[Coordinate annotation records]
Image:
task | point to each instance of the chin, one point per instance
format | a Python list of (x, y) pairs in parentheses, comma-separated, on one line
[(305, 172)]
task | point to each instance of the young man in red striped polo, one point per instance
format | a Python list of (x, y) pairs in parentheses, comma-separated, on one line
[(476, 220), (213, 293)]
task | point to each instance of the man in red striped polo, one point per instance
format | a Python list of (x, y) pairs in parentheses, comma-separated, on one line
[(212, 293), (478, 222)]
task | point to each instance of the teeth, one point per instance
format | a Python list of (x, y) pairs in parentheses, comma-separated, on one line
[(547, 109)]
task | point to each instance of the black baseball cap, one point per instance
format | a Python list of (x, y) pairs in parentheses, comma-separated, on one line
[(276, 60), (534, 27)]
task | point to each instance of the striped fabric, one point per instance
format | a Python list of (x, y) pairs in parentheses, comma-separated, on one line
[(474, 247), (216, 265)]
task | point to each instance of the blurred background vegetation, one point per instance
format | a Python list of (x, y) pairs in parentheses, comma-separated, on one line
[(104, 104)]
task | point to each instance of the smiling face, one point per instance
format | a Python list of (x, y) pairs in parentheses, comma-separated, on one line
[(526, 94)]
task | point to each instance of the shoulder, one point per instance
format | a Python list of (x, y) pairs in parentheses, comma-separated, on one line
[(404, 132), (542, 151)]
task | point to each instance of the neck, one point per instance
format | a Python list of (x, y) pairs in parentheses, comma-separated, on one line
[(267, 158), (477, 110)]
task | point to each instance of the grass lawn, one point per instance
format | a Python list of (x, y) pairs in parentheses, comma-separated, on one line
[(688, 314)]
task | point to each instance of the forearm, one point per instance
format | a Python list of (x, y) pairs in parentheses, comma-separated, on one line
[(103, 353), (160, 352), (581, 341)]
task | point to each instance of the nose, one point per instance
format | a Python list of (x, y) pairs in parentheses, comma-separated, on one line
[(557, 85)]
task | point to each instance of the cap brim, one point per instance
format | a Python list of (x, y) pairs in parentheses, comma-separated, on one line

» **DIRECTIONS**: Convert the lines of data from the one containing "task | point to each instance of the man" through the one containing "[(212, 293), (478, 222)]" into a JSON list of strings, one string per line, with blank lines omitted. Include only those lines.

» **FULL SOLUTION**:
[
  "task | point to each instance of the man in red striped polo, one point per instance",
  "format | a Python list of (x, y) pairs in parentheses, comma-separated, on one line",
  "[(212, 293), (478, 222)]"
]